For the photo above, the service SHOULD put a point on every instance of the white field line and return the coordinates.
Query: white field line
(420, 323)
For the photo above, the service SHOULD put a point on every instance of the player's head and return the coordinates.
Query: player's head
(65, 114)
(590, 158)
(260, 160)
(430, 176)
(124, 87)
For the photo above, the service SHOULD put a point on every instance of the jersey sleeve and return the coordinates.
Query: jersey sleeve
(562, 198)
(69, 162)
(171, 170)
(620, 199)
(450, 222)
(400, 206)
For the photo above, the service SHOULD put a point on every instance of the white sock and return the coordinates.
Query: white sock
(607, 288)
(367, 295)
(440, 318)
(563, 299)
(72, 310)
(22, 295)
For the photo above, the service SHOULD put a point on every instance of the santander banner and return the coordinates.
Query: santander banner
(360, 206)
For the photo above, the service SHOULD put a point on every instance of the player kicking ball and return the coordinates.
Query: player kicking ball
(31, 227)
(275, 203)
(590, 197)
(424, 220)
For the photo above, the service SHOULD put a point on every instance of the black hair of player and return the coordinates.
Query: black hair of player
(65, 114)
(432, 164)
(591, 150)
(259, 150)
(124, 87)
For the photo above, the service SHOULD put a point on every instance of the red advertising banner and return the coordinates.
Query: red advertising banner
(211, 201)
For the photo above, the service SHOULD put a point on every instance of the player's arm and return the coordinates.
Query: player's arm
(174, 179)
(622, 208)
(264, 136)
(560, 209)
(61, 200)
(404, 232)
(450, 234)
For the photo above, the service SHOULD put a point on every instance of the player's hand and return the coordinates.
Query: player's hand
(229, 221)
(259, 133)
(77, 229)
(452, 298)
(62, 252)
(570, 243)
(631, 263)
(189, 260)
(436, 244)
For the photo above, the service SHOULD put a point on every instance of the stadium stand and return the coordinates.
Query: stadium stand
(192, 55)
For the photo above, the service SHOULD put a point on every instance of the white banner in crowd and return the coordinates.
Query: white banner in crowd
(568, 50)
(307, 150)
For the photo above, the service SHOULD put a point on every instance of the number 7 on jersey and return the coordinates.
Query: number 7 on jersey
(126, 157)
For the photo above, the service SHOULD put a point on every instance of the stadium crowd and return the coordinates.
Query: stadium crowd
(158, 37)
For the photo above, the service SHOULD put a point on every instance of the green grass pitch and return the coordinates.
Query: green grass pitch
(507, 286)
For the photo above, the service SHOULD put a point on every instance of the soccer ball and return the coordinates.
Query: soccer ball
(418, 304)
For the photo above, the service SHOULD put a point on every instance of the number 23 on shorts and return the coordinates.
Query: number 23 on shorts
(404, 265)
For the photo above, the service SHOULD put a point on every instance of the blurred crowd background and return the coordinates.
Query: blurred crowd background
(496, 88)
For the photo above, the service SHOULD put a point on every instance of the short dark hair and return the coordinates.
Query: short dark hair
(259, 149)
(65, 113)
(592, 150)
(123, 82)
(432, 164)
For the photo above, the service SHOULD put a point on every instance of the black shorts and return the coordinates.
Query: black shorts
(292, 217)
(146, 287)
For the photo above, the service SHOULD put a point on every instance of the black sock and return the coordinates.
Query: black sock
────────────────────
### [AIM OF THE EXERCISE]
All of the data needs to be printed once more, exactly.

### [CORRECT RESULT]
For the photo above, the service SHOULD put a point on every instance of the white field line and return the coordinates.
Query: white field line
(420, 323)
For the photo above, the service SHOULD put a point on every instance of the player's head and return the coordinates.
Query: player's head
(65, 114)
(590, 158)
(260, 160)
(430, 176)
(124, 87)
For the photo above, the service SHOULD put a point on every instance of the jersey sleeve and return the coordinates.
Query: jersey sleeve
(562, 198)
(69, 162)
(171, 170)
(620, 199)
(450, 222)
(400, 206)
For the photo above, the service SHOULD put a point on every instance of the white sock and return the coordinates.
Query: white sock
(607, 288)
(367, 295)
(440, 318)
(563, 299)
(72, 310)
(22, 295)
For the photo above, the service SHOULD put a point on every instance of the santander banner and return the coordinates.
Query: santander banner
(360, 206)
For the photo above, the service SHOULD put a point on every instance of the player kicking ball and return the coordinates.
Query: player kicking ball
(31, 227)
(275, 203)
(590, 197)
(424, 220)
For the photo above, the service SHOULD put a point on every instance of the black hair of player and return the coordinates.
Query: black hair of player
(65, 114)
(432, 164)
(591, 150)
(259, 150)
(124, 87)
For the photo above, the service SHOULD put a point on every instance of the red advertising banner and return the coordinates.
Query: red advertising banner
(211, 201)
For the photo above, the service SHOULD put a point on every instance of the player's arm and return the coordinates.
Query: player's arm
(174, 179)
(622, 208)
(264, 136)
(560, 209)
(61, 200)
(404, 232)
(450, 234)
For the photo above, the service SHOULD put a point on every instance of the player's hand and return the coordinates.
Query: player's hand
(229, 221)
(259, 133)
(77, 229)
(452, 298)
(62, 252)
(570, 243)
(631, 263)
(189, 260)
(436, 244)
For the photo above, the service SHOULD put a point on every instance of the stadium stand and return the coordinates.
Query: stadium stand
(192, 55)
For the photo above, the service SHOULD put a point on every instance of the white banner in crowd and return the coordinates.
Query: white banner in crowd
(568, 50)
(307, 150)
For the photo above, the service SHOULD put a point on every instance of the number 7 on jersey and return the coordinates.
Query: number 7 on jersey
(126, 157)
For the photo above, the service SHOULD put a point on every instance of the stadium crowd and return the coordinates.
Query: stadium crowd
(158, 37)
For the photo above, the service SHOULD put a point on every instance of the green grass pitch and return the coordinates.
Query: green grass pitch
(507, 286)
For the photo above, the service SHOULD put a point on every instance of the soccer ball and return the coordinates.
Query: soccer ball
(418, 304)
For the photo above, the service SHOULD put a point on every instance of the number 23 on shorts and return the coordinates.
Query: number 23 on shorts
(404, 265)
For the photo above, the service SHOULD put a point on every instance of the blurred crowd background and return the coordinates.
Query: blurred crowd background
(496, 88)
For the photo above, the service SHOULD put a point on every instance of the short dark hair and return the coordinates.
Query: short dark hair
(259, 149)
(65, 113)
(592, 150)
(123, 82)
(432, 164)
For the photo above, the service SHOULD put a point on every instance of the black shorts and return the coordinates.
Query: black shorts
(292, 217)
(146, 287)
For the photo above, the service SHOULD put a point on every instance of the black sock and return the coordinates.
Query: black sock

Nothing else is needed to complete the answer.